→ **Working data**
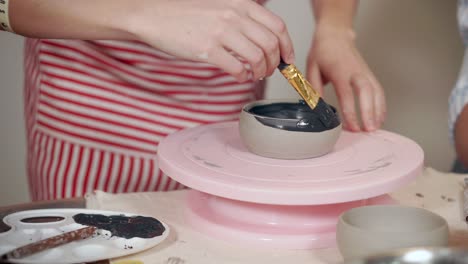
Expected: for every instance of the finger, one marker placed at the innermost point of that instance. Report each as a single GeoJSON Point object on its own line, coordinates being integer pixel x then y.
{"type": "Point", "coordinates": [223, 59]}
{"type": "Point", "coordinates": [247, 50]}
{"type": "Point", "coordinates": [345, 97]}
{"type": "Point", "coordinates": [276, 25]}
{"type": "Point", "coordinates": [266, 40]}
{"type": "Point", "coordinates": [365, 92]}
{"type": "Point", "coordinates": [379, 101]}
{"type": "Point", "coordinates": [315, 77]}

→ **Task prompt**
Can you put all of the data above into a numbered list, one line per item, with blank lines dropped and the pictures left out?

→ **Output of the exercise**
1. Expected: for every instance of the finger, one marker placed at the innermost point of that instance. Report each as a single GeoJSON Point object on its own line, coordinates being integer pixel x then y.
2. {"type": "Point", "coordinates": [223, 59]}
3. {"type": "Point", "coordinates": [247, 50]}
4. {"type": "Point", "coordinates": [345, 97]}
5. {"type": "Point", "coordinates": [276, 25]}
6. {"type": "Point", "coordinates": [266, 40]}
7. {"type": "Point", "coordinates": [365, 92]}
8. {"type": "Point", "coordinates": [379, 101]}
9. {"type": "Point", "coordinates": [315, 77]}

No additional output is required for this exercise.